## Instructions to follow:
Using the listing below, select the lines with the word "wing" and copy them.

*** Begin section ***

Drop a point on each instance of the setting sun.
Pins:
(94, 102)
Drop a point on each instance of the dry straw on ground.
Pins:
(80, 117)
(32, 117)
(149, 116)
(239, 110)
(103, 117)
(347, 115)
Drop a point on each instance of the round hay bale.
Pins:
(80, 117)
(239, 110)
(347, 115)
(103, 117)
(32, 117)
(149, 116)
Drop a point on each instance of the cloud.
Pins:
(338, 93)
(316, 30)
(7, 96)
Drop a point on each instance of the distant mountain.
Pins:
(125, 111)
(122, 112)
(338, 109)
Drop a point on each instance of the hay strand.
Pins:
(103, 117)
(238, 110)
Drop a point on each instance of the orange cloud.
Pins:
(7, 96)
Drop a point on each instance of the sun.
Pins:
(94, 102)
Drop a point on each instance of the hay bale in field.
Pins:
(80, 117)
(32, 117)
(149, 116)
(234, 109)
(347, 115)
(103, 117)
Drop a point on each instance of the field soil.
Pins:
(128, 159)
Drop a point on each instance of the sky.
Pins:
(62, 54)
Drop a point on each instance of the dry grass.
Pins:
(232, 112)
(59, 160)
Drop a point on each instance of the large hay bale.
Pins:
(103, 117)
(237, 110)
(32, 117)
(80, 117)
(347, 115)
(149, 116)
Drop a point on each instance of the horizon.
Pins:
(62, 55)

*** End section ***
*** Begin section ***

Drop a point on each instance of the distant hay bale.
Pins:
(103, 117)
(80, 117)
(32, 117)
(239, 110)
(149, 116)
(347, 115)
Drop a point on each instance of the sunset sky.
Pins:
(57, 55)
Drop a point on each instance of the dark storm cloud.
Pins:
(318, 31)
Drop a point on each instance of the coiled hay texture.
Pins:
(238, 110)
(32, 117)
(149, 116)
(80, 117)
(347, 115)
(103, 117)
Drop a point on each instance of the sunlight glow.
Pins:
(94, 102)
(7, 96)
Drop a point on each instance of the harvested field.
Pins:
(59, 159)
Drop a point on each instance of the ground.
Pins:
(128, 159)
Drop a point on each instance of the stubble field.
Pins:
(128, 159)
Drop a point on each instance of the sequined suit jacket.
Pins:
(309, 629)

*** End section ***
*** Begin section ***

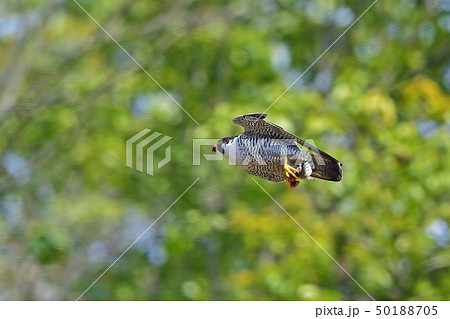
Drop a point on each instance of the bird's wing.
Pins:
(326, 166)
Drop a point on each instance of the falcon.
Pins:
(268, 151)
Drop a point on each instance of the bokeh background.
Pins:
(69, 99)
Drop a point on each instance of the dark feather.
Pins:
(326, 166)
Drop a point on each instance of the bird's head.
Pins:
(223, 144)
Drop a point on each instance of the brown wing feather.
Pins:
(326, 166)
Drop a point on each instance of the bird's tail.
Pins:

*** End section ***

## Final answer:
Drop a point on each instance of the bird's wing.
Drop a point on each instance of the brown wing feather.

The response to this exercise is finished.